_AIM OF THE TASK_
Repeat every entry below word for word, but leave out the pictures.

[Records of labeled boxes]
------------------------------

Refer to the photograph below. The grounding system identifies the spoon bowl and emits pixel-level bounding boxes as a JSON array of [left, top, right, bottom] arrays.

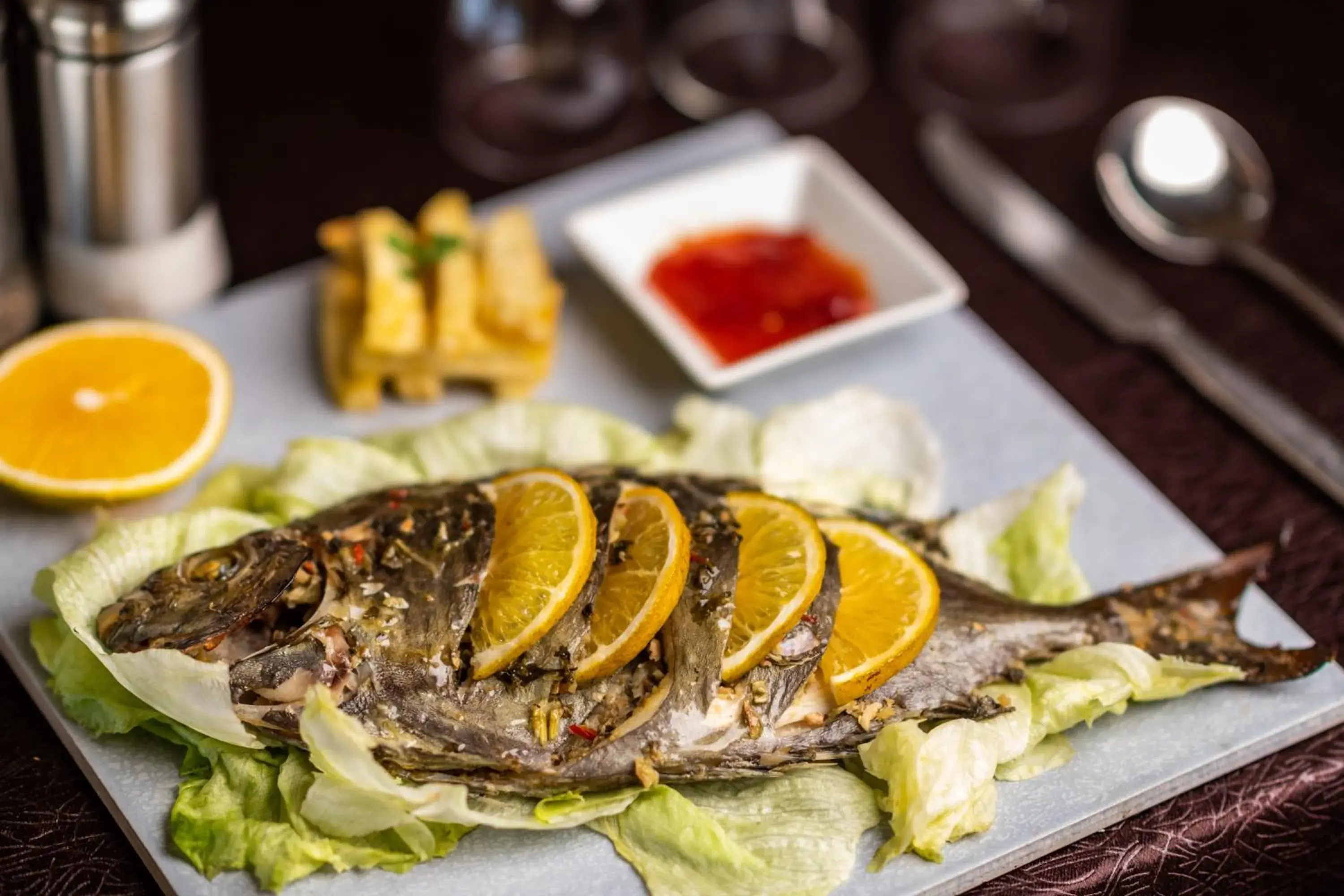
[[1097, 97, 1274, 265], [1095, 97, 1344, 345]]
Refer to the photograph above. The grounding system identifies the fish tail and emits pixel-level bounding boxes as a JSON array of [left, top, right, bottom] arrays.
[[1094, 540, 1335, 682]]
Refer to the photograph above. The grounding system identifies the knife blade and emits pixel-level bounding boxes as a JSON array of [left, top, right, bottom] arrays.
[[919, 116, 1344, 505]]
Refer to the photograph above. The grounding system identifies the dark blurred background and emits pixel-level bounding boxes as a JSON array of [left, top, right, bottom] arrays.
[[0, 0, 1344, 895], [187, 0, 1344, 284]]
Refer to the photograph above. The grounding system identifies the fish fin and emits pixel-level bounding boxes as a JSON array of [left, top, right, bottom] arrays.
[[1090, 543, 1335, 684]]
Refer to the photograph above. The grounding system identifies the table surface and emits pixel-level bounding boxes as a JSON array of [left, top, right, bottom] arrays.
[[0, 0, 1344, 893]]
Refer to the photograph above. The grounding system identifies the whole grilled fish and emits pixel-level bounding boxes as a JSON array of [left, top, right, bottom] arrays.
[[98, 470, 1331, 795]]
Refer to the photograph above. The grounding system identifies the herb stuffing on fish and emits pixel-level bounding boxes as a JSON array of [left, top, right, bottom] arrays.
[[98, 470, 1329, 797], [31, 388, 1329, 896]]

------------------------------

_OUTPUT FOR THIS EXERCISE_
Refer to the photograph below. The grounding system identifies the spoon bowl and emits pixel-level bounding boxes as a JSON array of [left, top, right, bottom] arrays.

[[1097, 97, 1274, 265], [1095, 97, 1344, 345]]
Refer to the photograph above. The grounding system identifies the fish tail and emits pixel-level bounding boxes as a JSON array of [left, top, right, bottom] arrays.
[[1094, 540, 1335, 682]]
Refer to the photograph above. The grounding system identifies the knife blade and emits pixel-level bounding boxes as a JSON array of [left, top, right, bottom] arrays.
[[919, 116, 1344, 505]]
Refer to the photograph above. The grounding system identifies the dark blurred background and emits pixel-level bounding boxes as a JSON array of [left, top, right, bottom] arrays.
[[0, 0, 1344, 895], [187, 0, 1344, 284]]
Refer to the photograph above. The grounding system identifies the fish fin and emits pixel-level bounding boxes as a JSON array of [left, top, right, bottom] arrays.
[[1090, 543, 1335, 684]]
Refer to the photograph above. The grounding system identifies the table surface and emits pixel-level bounding boxes as a JSON array of [left, top, right, bottom] arrays.
[[0, 0, 1344, 893]]
Refer to the photograph above. The grounding system identifies the whole grilled fish and emits pixel-level bounding boxes as a JSON array of [left, top, right, bottom] arrays.
[[98, 470, 1331, 795]]
Refer to the photograph above. The grounding system identifies the herb stuffing on fish and emits pixel-level bounding boxes as a JSON array of [left, top, right, bottom] arrays.
[[98, 470, 1329, 797], [31, 388, 1329, 896]]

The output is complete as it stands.